• **MATERIAL FOR THIS EXERCISE**
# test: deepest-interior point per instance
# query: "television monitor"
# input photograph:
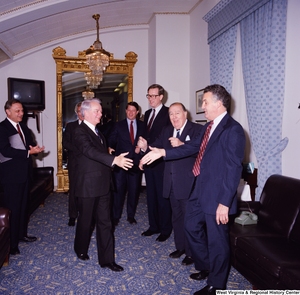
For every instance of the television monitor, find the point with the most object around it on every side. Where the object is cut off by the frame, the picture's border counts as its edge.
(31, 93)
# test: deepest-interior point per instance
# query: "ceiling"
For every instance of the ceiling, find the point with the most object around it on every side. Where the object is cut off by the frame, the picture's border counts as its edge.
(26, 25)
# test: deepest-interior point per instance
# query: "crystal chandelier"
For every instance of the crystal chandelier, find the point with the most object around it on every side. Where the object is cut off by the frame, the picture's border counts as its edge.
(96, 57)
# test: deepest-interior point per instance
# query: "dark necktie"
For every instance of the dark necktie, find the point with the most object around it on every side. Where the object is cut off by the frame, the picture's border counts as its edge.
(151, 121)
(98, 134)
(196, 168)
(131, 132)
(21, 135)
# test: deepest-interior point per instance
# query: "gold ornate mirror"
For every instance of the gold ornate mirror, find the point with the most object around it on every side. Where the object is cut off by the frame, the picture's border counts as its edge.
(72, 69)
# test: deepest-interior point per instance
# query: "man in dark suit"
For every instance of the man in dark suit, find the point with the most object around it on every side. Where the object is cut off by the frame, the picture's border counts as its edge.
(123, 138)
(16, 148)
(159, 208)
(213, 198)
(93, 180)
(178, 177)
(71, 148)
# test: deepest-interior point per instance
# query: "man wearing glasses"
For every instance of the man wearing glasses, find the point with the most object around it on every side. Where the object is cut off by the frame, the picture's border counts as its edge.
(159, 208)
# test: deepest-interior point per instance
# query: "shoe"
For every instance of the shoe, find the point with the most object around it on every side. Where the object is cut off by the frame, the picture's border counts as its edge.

• **WHAT NEEDS TO BE DONE**
Tally the lines in the records above that contain the string "query", matching case exactly, and reply with the number alone.

• **ANSWER BELOW**
8